Document excerpt below:

Examining Apple TV's 'Pluribus' Using Jewish Texts
The new hit TV show Pluribus opens with a radical premise (spoilers ahead!): What if all of humanity except for twelve people were infected with a virus that transformed them into the nicest hive mind imaginable? This conglomerate being speaks with the pronoun “we” and simultaneously occupies billions of people across the planet, sharing knowledge and understanding of what each infected individual knows and is experiencing. However, the hive mind cannot harm other creatures or even plants, and wants to make the lives of the twelve remaining unchanged humans as nice as possible, all the while researching how to unite the remaining twelve humans with the bonded being.
Enter Carol Sturka, a stubborn middle-aged author of romantasy novels who remains unchanged from the hive infection, even as her wife Helen dies when it infects her. Following Carol, the season explores themes of grief, individuality, normalcy, and the lengths we go for the values we hold dear.
Carol’s grief begins but does not end with the loss of her wife, Helen, to the hive virus. The newly-transformed society offers her empathy, stating in the “we” form how sorry they are that she feels such pain and offering her water as she digs a grave for her beloved. Carol declines.
As themes of grief and navigating abnormal times permeate the show, I found many parallels between the struggles of Carol to adapt to her new life and the struggles that many Jewish communities have faced in starting over after instances of extreme change, violence, and loss. Starting with the destruction of the First Temple, Jewish communities have continuously had to begin again after experiencing persecution.
Yet as much as grief and loss during times of change have been common threads among Jewish communities across the globe, they also have never been our defining features. A story from the Talmud suggests that when a funeral procession and a wedding procession meet at an intersection, the wedding procession takes precedent. To me, this indicates the importance of intentional joy in times of hardship and making space for natural moments of happiness even amidst loss.
Carol’s experience in the post-hive world reflects this lesson. She struggles with alcoholism as a coping mechanism for grief and presents a portrait of emotional rawness that is, at times, painful to watch. She spends entire scenes sobbing, yelling, behaving rudely to others, soaking in her stubbornness in a way that other survivors do not.

End of Document excerpt.

▶ [What the task asks]: List every theme that the article about Pluribus says the season explores. The entries that come next have no connection to the article about Pluribus.

Data provided below:

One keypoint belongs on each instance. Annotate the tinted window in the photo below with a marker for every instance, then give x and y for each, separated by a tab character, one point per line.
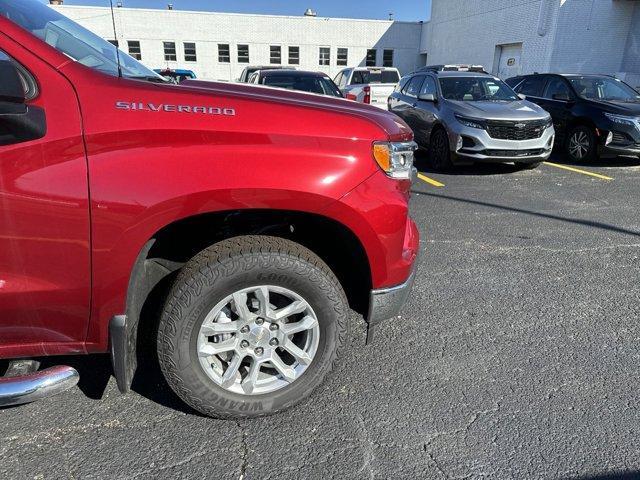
604	88
475	89
429	86
532	86
71	39
319	85
402	84
366	76
557	86
413	88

End of Data provided.

▶ [Reply]:
- Grief
- Individuality
- Normalcy
- The lengths we go for the values we hold dear